▶ [DOCUMENT SECTION]
■ ■ ■ ■ ■ ■ ■
Practical value of diabetes-related health education texts generated by AI models
Practical value also differed significantly across AI models (F = 4.86, df = 6, 330, P < 0.001). Kimi-K1.5 achieved the highest score of 17.98, while iFlytek Spark-V3.5 scored the lowest at 16.26. Post hoc pairwise comparisons with Bonferroni correction revealed that Kimi-K1.5, ERNIE Bot-3.5, Tiangong-AI2.2.0, Doubao, ChatGPT-4o, and Deepseek-R1 all scored significantly higher than iFlytek Spark-V3.5 (P < 0.05). No significant differences were observed among Kimi-K1.5, ERNIE Bot-3.5, Tiangong-AI2.2.0, Doubao, ChatGPT-4o, and Deepseek-R1 (P > 0.05). These differences are visualized in Figure 2(d).
Reference basis of diabetes-related health education texts generated by AI models
Significant differences in reference quality were also detected across AI models (F = 25.61, df = 6, 339, P < 0.01). Kimi-K1.5 achieved the highest score of 17.14, while iFlytek Spark-V3.5 scored the lowest at 11.36. Kimi-K1.5, ERNIE Bot-3.5, and Tiangong-AI2.2.0 all scored significantly higher than iFlytek Spark-V3.5, Doubao, ChatGPT-4o, and Deepseek-R1 (P < 0.05). No significant differences were observed among iFlytek Spark-V3.5, Doubao, ChatGPT-4o, and Deepseek-R1 (P > 0.05), nor between Kimi-K1.5, ERNIE Bot-3.5, and Tiangong-AI2.2.0 (P > 0.05). These differences are visualized in Figure 2(e).
■ ■ ■ ■ ■ ■ ■
▶ [SOURCE DATA]

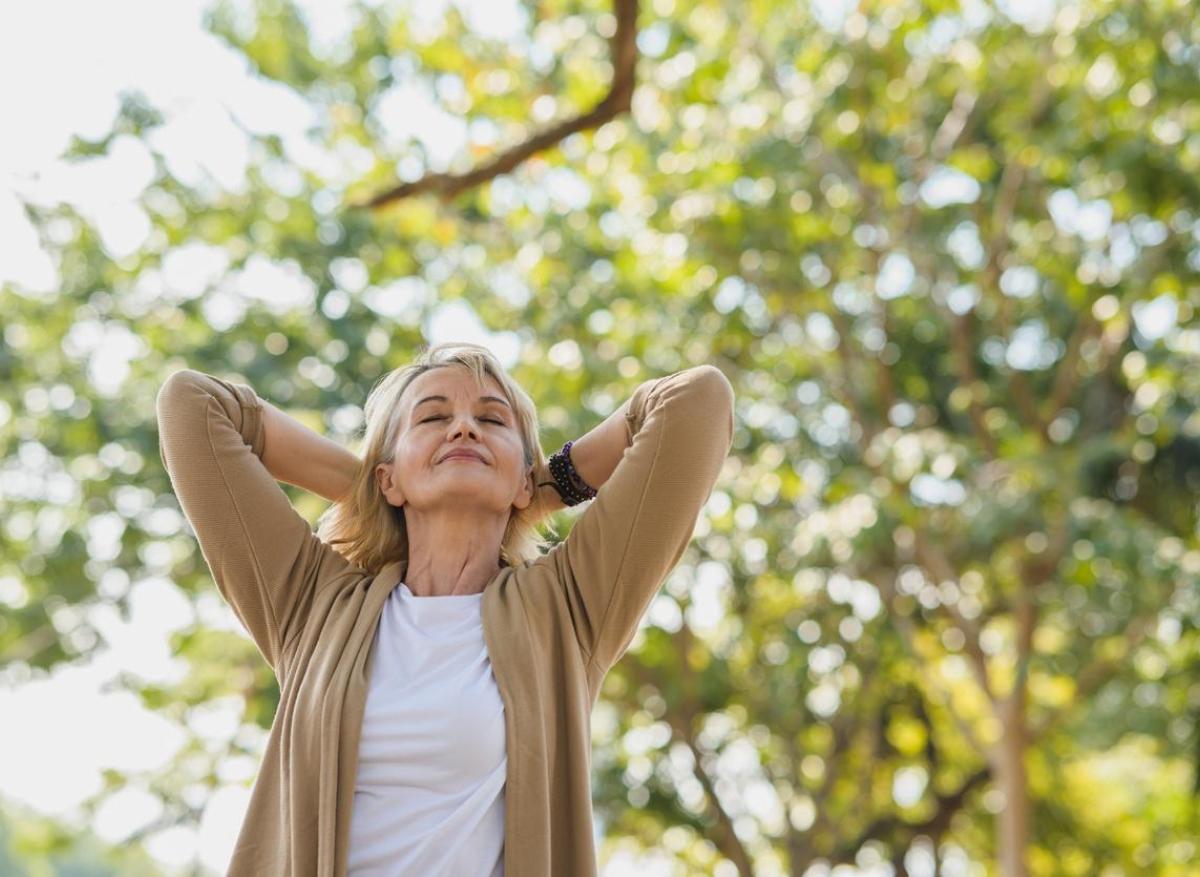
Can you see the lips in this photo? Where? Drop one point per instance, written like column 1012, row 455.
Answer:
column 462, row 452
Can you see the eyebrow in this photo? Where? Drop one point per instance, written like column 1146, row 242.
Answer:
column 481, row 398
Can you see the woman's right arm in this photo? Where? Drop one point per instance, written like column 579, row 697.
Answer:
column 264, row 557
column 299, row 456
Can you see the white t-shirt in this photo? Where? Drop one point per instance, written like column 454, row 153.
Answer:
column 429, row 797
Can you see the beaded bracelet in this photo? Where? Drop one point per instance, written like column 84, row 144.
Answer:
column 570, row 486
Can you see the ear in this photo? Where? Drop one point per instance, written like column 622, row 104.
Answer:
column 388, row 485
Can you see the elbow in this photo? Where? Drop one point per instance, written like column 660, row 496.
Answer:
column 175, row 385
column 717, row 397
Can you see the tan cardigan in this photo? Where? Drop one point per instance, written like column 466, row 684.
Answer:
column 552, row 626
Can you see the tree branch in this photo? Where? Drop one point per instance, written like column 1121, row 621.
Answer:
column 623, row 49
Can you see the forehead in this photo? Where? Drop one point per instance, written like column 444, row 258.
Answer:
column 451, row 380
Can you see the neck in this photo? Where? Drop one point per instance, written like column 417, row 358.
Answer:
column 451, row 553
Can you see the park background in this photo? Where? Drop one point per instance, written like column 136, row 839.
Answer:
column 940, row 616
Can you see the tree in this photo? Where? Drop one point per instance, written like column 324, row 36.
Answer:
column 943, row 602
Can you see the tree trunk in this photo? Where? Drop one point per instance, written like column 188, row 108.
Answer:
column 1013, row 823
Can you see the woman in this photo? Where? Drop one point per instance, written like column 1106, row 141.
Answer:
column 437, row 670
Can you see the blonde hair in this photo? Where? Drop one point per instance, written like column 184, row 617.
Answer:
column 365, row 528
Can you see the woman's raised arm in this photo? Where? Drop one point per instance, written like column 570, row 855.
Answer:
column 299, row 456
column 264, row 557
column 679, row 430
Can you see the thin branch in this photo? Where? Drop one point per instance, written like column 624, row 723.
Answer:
■ ■ ■ ■ ■ ■ ■
▶ [PROBLEMS TO WORK ON]
a) Return the passage of the excerpt on AI-generated diabetes education texts from "Practical value of" to "in Figure 2(d).", copied word for word.
b) Answer these questions using the excerpt on AI-generated diabetes education texts:
(i) Which model had the lowest practical value score, and what was that score?
(ii) What score did Kimi-K1.5 achieve for reference basis?
(iii) Which figure panel shows the reference quality differences?
c) Extend the excerpt on AI-generated diabetes education texts, starting after its final sentence.
The listing has no connection to the excerpt on AI-generated diabetes education texts.

▶ [ANSWERS FOR THIS EXERCISE]
a)
Practical value of diabetes-related health education texts generated by AI models
Practical value also differed significantly across AI models (F = 4.86, df = 6, 330, P < 0.001). Kimi-K1.5 achieved the highest score of 17.98, while iFlytek Spark-V3.5 scored the lowest at 16.26. Post hoc pairwise comparisons with Bonferroni correction revealed that Kimi-K1.5, ERNIE Bot-3.5, Tiangong-AI2.2.0, Doubao, ChatGPT-4o, and Deepseek-R1 all scored significantly higher than iFlytek Spark-V3.5 (P < 0.05). No significant differences were observed among Kimi-K1.5, ERNIE Bot-3.5, Tiangong-AI2.2.0, Doubao, ChatGPT-4o, and Deepseek-R1 (P > 0.05). These differences are visualized in Figure 2(d).

b)
(i) iFlytek Spark-V3.5, with 16.26
(ii) 17.14
(iii) Figure 2(e)

c)
Stance & values of diabetes-related health education texts generated by AI models
“Stance & Values” refers to the model’s ability to avoid subjective or commercial biases, as well as exaggerated praise or criticism. AI models also varied significantly in stance and values (F = 6.14, df = 6, 339, P < 0.001). Deepseek-R1 and Kimi-K1.5 achieved the highest scores of 18.80 and 18.48, respectively, while iFlytek Spark-V3.5 and ERNIE Bot-3.5 scored the lowest at 17.68. Pairwise post hoc analyses with Bonferroni correction revealed that Kimi-K1.5, Doubao, Deepseek-R1, and ChatGPT-4o all scored significantly higher than iFlytek Spark-V3.5 and ERNIE Bot-3.5 (P < 0.05). Tiangong-AI2.2.0 also scored significantly higher than iFlytek Spark-V3.5 and ERNIE Bot-3.5 (P < 0.05), but did not differ significantly from Kimi-K1.5, Doubao, Deepseek-R1, or ChatGPT-4o (P > 0.05). No significant differences were observed between iFlytek Spark-V3.5 and ERNIE Bot-3.5 (P > 0.05). These differences are visualized in Figure 2(f).
Readability of diabetes-related health education texts generated by different models
Marginal means and 95% confidence intervals in readability for different artificial intelligence models.

Readability and parameter comparison of health education texts generated by the seven models.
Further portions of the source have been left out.